Records of labeled points:

===============

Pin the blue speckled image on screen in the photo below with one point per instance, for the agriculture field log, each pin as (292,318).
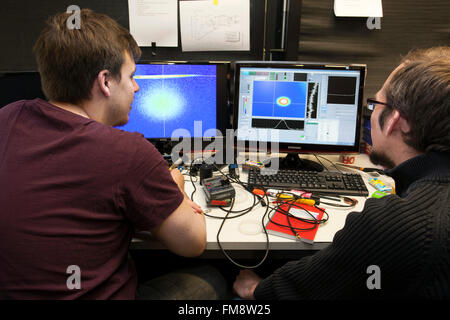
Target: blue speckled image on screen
(267,94)
(172,97)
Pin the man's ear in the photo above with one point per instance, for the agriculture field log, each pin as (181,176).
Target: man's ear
(104,82)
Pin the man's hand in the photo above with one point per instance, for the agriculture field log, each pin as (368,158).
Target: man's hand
(179,179)
(246,283)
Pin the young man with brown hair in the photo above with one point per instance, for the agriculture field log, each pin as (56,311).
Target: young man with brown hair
(74,189)
(398,247)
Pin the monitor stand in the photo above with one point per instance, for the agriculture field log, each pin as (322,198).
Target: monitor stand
(293,161)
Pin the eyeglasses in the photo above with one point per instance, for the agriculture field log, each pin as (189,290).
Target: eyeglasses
(372,102)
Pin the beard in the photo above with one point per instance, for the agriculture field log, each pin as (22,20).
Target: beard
(380,158)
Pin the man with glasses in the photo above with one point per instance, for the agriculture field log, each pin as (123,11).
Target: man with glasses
(403,237)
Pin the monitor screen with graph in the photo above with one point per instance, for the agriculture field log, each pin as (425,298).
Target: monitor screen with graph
(179,99)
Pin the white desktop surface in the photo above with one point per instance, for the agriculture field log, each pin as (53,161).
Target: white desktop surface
(246,232)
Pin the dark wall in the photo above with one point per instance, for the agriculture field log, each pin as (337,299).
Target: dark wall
(323,37)
(406,24)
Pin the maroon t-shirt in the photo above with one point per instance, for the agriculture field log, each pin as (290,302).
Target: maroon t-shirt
(72,191)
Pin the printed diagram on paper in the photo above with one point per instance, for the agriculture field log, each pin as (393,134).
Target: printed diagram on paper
(209,27)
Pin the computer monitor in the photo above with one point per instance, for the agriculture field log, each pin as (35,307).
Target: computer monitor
(180,99)
(23,85)
(299,107)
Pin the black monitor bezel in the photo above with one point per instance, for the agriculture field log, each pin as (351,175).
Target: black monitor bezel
(300,147)
(223,121)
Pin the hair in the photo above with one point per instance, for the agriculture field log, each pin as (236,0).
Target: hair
(69,60)
(420,91)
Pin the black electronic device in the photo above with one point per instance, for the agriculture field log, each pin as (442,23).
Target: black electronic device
(298,107)
(218,191)
(350,184)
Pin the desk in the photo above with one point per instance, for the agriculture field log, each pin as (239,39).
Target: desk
(246,232)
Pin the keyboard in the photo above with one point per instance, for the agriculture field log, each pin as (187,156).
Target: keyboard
(334,183)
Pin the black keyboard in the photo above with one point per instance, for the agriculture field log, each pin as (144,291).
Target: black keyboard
(350,184)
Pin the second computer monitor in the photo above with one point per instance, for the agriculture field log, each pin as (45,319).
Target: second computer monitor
(303,107)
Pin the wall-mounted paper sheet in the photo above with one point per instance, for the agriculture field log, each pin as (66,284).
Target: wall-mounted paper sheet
(215,25)
(358,8)
(154,21)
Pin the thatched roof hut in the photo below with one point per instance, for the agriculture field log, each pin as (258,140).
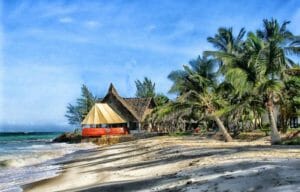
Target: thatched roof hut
(131,110)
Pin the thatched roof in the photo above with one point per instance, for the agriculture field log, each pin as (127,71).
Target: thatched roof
(136,106)
(139,105)
(102,113)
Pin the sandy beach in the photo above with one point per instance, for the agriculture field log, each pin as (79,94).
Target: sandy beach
(180,164)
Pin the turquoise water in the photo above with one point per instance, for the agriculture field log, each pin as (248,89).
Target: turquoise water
(29,157)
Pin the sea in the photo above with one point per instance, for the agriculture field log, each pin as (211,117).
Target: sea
(27,157)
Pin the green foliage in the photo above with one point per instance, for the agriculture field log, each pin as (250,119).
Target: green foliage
(295,141)
(180,134)
(145,88)
(266,129)
(77,112)
(161,99)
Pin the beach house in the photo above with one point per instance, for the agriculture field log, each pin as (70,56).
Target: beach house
(117,115)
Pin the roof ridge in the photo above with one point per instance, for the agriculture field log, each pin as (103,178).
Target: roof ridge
(112,90)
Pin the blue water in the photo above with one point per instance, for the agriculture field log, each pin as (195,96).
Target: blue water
(30,157)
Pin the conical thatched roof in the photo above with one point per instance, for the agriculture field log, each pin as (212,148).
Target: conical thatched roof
(135,106)
(102,113)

===============

■ **Request**
Write out every item above word for word, leaving the pictures out of your copy.

■ **Task response**
Pin the blue speckled image on screen in the photo below with one point per instance, for the agriculture field log, each pin as (292,318).
Target: blue speckled image on screen
(267,94)
(172,97)
Pin the man's ear in the photo above with one point per instance, for the agriculture field log, each pin as (181,176).
Target: man's ear
(104,82)
Pin the man's hand in the photo above with one point per instance, for the agriculture field log, each pin as (368,158).
Target: man's hand
(179,179)
(246,283)
Pin the young man with brown hair in the photo above with one point per instance, for the agriculture field log, each pin as (56,311).
Target: young man with brown hair
(74,189)
(398,247)
Pin the monitor stand in the photo above with one point per instance, for the agriculture field log, each pin as (322,198).
Target: monitor stand
(293,161)
Pin the eyeglasses in the photo above with one point per instance, for the agriculture field log, each pin as (189,290).
Target: eyeglasses
(372,102)
Pin the beard in the photo above with one point per instance, for the agriculture field log, each pin as (22,20).
Target: beard
(380,158)
Pin the man with glasses in the photo above with one point per instance, for the agriculture field log, each pin as (123,11).
Target: man with glasses
(403,237)
Pin the monitor screen with graph in the photo above with one point per instance, for the agriculture field log, each pin as (425,298).
Target: monitor screen with graph
(179,99)
Pin the white desktop surface in the photo above with one point per instance, for the agriculture field log, each pin as (53,161).
Target: white desktop surface
(246,232)
Pin the dark wall in the photo above with one point per instance, for the agriculture field log, each pin as (337,299).
Target: dark wall
(323,37)
(406,24)
Pin the maroon t-shirt in the photo above with one point per instance, for the agriculture field log, each pin as (290,302).
Target: maroon t-shirt
(72,191)
Pin the printed diagram on paper in the photo above with one point per instance, for the agriculture field log, each pin as (393,134).
Target: printed diagram on paper
(209,27)
Pin the computer monitor in the photo above with one point per instance, for the agriculture field log, each pin as (35,307).
Target: computer monitor
(180,99)
(23,85)
(299,107)
Pin the black monitor bezel in the photo above with one point per instance, for the agriculture field log, each pin as (351,175).
Target: black monitor bezel
(300,147)
(223,121)
Pin the hair in the photo above with one point per instance, for the agriculture field log, each pin as (236,0).
Target: hair
(69,60)
(420,91)
Pin the black electronic device in the photo above with one point per instance, for the agriculture field log, each pin as (442,23).
Target: black electronic device
(298,107)
(218,191)
(350,184)
Pin the desk in the photo above with one point per instance, for the agriculture field log, each pin as (239,39).
Target: desk
(246,232)
Pin the keyboard in the photo above with one point per instance, for the agriculture field log, each pin as (187,156).
Target: keyboard
(334,183)
Pin the black keyboard in the photo above with one point per instance, for the agriculture field log, each pin as (144,291).
Target: black keyboard
(350,184)
Pin the second computer monitor in the photo above with one point per instance, for the agriculture field log, each pin as (45,319).
Target: second computer monitor
(303,107)
Pin the wall-mounted paper sheet in the photo above with one point per instance, for the agriculture field log, each pin as (66,284).
Target: wall-mounted paper sheet
(215,25)
(358,8)
(154,21)
Pin the thatched roof hut in the photo below with one point per instance, for the agriculture field log, each pin as (258,140).
Target: thatched roof hut
(131,110)
Pin the thatched roof in the photo above with one point per instance, for the agriculture field log, each pin as (127,71).
Target: thatched roof
(136,106)
(139,105)
(102,113)
Pin the sandy beach in the photo above with one point per instance, for the agriculture field log, each pin as (79,94).
Target: sandy beach
(180,164)
Pin the turquoise water in the photo above with one point per instance, for the agriculture field log, each pin as (248,89).
Target: turquoise water
(29,157)
Pin the sea in the photo above with one point per instance, for the agriculture field log, each pin as (211,117).
Target: sea
(27,157)
Pin the green foliage in the photo above with one point per instance, for the agriculture field log, each pin as (250,119).
Target: green foliage
(295,141)
(180,134)
(145,88)
(266,129)
(77,112)
(161,99)
Pin the beach house in the photo above with one point per instance, for the agriculture field log, each pin as (70,56).
Target: beach house
(117,115)
Pin the roof ridge in the photo above with one point per instance, for the agriculture field log, each pin as (103,178).
Target: roof ridge
(112,90)
Pin the blue water in the photo above with one point per instance, for the agriculture field log, each pin as (195,96).
Target: blue water
(30,157)
Pin the conical thatched roof in the photo above with one point per instance, for the agriculture field log, each pin as (212,148).
Target: conical thatched roof
(135,106)
(102,113)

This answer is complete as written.